**PROBLEM TO WORK ON:**
Your result should be every line of the records below that contains the word "tight".
+ + +
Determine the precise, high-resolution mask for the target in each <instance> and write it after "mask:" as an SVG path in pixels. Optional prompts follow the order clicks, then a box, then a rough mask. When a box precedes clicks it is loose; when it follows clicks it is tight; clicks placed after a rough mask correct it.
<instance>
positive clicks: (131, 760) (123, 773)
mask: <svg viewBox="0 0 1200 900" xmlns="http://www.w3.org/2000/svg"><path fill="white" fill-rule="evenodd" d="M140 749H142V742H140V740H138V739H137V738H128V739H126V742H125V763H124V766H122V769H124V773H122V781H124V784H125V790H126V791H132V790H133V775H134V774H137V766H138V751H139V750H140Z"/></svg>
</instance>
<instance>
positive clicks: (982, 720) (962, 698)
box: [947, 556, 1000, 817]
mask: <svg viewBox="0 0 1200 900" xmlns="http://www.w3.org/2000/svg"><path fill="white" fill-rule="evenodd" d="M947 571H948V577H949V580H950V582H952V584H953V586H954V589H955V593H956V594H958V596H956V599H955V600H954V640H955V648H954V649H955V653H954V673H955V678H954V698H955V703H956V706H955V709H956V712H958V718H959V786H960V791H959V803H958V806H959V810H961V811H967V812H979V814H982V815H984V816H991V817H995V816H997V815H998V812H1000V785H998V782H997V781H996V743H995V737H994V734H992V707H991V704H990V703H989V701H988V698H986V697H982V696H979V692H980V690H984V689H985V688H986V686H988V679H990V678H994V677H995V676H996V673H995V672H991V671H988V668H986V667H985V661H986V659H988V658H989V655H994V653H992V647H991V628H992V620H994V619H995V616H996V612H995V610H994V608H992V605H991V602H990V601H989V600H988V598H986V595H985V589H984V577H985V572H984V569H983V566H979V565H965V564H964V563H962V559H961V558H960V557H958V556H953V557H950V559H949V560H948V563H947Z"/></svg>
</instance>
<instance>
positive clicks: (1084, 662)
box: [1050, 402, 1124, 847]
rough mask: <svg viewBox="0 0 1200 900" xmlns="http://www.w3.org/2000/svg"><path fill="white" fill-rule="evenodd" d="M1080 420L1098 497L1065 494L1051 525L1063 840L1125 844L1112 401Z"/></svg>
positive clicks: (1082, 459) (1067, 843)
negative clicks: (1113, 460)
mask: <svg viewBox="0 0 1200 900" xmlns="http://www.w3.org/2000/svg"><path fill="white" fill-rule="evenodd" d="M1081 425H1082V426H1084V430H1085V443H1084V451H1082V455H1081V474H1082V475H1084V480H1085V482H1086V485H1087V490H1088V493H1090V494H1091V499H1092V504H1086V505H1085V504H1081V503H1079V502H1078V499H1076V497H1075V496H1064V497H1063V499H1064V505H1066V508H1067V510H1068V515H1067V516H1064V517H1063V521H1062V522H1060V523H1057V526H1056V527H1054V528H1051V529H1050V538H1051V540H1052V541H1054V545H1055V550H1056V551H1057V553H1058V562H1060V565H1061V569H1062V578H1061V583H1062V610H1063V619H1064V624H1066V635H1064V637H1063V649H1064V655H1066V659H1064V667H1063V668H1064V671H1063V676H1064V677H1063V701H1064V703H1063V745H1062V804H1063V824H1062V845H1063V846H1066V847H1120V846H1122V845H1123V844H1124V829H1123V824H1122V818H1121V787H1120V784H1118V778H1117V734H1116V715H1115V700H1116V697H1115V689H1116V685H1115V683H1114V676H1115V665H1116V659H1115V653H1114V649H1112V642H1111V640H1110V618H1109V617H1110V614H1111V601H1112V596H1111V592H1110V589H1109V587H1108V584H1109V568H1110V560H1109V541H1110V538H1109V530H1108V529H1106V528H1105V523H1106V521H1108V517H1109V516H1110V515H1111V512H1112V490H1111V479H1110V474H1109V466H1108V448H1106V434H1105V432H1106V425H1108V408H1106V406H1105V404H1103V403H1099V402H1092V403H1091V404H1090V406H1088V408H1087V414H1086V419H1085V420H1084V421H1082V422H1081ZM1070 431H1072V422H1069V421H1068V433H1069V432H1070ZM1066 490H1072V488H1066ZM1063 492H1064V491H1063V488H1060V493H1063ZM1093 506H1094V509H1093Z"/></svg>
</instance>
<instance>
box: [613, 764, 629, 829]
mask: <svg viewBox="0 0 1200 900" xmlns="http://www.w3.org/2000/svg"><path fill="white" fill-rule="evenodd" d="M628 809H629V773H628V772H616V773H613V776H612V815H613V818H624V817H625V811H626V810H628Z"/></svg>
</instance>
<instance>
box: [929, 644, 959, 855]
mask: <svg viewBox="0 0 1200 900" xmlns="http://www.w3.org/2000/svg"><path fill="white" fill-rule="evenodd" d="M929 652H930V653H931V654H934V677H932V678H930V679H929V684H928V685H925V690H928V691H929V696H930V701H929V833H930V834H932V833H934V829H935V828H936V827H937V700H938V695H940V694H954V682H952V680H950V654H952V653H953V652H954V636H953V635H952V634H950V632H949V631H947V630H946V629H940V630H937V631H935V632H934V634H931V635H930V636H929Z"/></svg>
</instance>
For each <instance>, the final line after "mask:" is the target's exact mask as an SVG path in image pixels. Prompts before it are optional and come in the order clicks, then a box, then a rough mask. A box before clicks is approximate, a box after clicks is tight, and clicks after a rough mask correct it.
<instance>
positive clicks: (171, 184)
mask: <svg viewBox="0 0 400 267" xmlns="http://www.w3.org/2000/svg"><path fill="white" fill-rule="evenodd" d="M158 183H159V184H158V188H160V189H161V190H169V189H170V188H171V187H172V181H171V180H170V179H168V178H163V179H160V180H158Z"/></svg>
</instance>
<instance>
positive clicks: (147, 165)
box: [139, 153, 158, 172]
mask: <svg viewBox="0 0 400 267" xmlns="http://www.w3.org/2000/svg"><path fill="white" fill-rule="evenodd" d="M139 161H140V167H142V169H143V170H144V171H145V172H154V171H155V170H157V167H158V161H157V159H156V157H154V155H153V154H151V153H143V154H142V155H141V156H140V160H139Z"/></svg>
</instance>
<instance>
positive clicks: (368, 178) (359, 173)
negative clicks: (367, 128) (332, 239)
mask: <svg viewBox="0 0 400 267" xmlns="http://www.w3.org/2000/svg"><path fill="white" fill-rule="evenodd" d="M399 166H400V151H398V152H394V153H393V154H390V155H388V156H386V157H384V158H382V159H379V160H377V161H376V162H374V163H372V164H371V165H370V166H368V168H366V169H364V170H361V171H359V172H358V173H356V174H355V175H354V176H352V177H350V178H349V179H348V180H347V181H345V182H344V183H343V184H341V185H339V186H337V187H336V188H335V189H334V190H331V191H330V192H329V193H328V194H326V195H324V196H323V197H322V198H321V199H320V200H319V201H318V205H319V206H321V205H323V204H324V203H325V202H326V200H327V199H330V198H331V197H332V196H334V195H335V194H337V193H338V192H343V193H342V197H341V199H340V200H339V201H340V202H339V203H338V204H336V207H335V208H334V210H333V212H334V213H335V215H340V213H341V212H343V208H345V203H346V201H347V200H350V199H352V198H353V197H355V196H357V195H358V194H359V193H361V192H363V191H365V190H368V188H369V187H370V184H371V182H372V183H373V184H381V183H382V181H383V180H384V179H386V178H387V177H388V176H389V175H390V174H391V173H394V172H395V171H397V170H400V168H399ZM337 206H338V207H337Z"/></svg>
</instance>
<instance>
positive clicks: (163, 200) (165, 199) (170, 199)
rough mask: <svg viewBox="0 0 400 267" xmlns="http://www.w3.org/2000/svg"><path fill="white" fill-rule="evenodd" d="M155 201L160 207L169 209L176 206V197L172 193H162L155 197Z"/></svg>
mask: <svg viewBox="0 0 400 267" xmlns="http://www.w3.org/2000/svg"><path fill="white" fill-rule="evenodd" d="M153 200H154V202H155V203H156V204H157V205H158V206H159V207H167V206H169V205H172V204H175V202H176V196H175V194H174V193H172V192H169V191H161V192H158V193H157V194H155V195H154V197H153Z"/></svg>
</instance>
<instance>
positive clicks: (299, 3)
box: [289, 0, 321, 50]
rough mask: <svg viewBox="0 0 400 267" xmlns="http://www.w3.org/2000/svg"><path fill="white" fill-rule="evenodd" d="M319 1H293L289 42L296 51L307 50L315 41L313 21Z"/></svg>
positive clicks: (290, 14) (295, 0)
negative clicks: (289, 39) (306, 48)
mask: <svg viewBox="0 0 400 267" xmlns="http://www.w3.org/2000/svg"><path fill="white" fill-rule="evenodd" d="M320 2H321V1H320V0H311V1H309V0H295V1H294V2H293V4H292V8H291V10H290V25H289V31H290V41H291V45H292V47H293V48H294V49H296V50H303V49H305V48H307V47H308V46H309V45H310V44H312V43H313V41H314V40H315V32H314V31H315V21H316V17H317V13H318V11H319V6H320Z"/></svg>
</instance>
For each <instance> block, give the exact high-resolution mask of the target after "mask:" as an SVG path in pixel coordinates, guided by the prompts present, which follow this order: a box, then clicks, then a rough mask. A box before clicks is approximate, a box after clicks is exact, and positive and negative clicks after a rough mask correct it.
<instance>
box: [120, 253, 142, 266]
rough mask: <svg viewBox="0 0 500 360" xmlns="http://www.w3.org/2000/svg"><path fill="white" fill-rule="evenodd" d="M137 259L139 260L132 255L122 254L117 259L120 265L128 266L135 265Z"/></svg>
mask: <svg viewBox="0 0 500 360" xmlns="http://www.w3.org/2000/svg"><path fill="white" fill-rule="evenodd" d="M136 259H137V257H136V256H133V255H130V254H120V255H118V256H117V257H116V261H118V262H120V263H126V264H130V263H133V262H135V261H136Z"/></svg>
+ + +
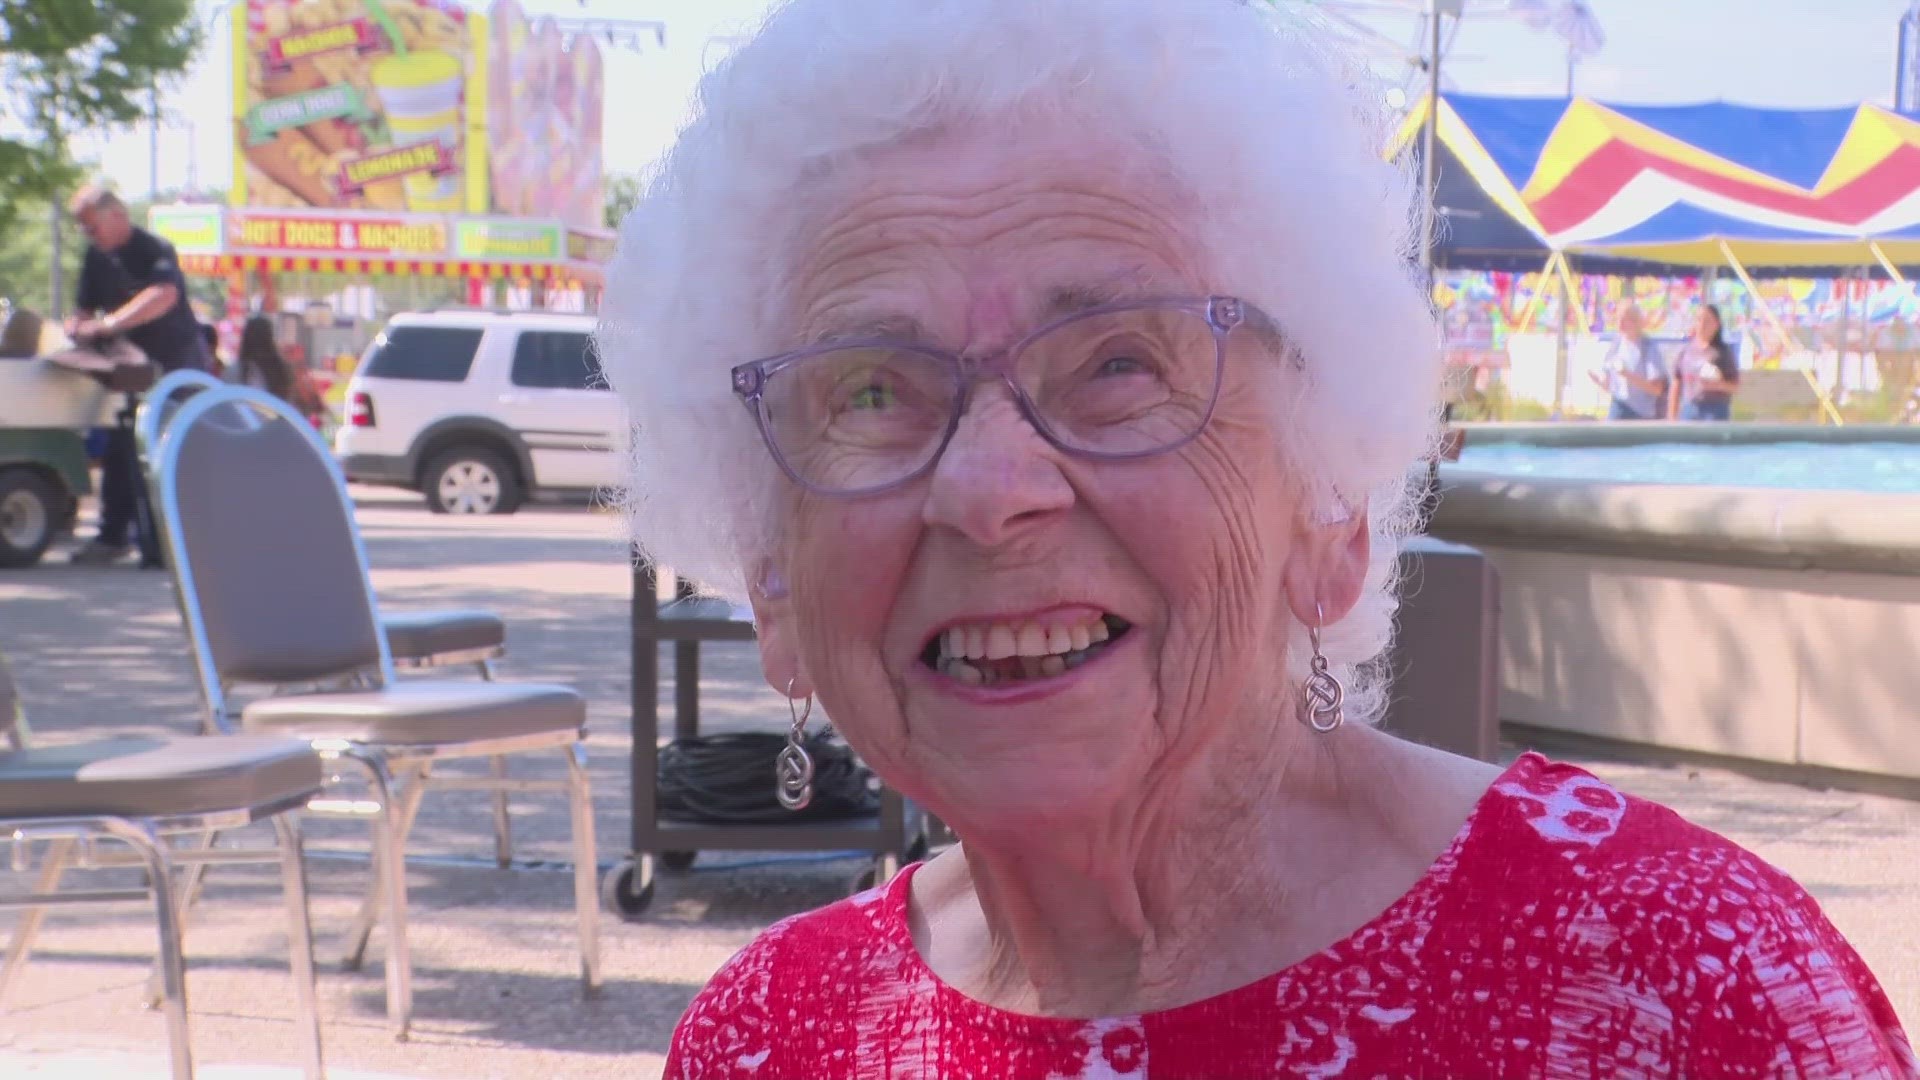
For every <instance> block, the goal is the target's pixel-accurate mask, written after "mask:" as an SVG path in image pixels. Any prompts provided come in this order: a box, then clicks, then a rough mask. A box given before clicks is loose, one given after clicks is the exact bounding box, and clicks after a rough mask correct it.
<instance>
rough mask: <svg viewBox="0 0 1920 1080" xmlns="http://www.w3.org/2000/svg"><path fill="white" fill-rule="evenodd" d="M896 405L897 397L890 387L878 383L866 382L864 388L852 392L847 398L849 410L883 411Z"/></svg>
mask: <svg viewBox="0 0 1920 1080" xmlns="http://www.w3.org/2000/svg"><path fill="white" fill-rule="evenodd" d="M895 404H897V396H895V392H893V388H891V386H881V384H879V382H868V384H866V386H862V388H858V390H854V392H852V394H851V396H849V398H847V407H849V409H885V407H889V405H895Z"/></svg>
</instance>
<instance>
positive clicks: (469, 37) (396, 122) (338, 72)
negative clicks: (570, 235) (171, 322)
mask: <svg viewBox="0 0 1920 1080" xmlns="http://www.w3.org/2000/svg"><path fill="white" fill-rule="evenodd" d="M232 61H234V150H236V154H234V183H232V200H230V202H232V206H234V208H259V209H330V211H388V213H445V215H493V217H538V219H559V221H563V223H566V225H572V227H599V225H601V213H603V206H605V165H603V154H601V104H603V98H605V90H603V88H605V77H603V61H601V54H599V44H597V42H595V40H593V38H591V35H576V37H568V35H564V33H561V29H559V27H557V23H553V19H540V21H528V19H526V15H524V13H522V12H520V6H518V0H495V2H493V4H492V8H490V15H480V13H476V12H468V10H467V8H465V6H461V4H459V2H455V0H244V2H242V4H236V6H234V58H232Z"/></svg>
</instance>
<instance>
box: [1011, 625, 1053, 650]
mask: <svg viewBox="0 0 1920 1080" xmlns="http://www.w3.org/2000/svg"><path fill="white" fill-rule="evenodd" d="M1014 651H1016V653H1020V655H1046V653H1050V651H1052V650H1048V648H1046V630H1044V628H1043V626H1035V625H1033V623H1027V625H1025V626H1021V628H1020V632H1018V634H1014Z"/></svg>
+ + +
**RESPONSE TO THIS TASK:**
Determine the precise, high-resolution mask for the target in each <instance> and write it after "mask:" as an SVG path in pixels. Optional prompts follow the order clicks, then a box, then a rough mask. When a box precedes clicks it is loose; when it follows clicks it is tight; clicks placed after a rough mask correct it.
For each <instance>, the final line after "mask:" is the target's exact mask as an SVG path in image pixels. Prompts before it are optional and come in the order clicks, then a box, then a rough mask. A box before clicks is approximate, a box after clicks is tight, and clicks after a rough mask correct it.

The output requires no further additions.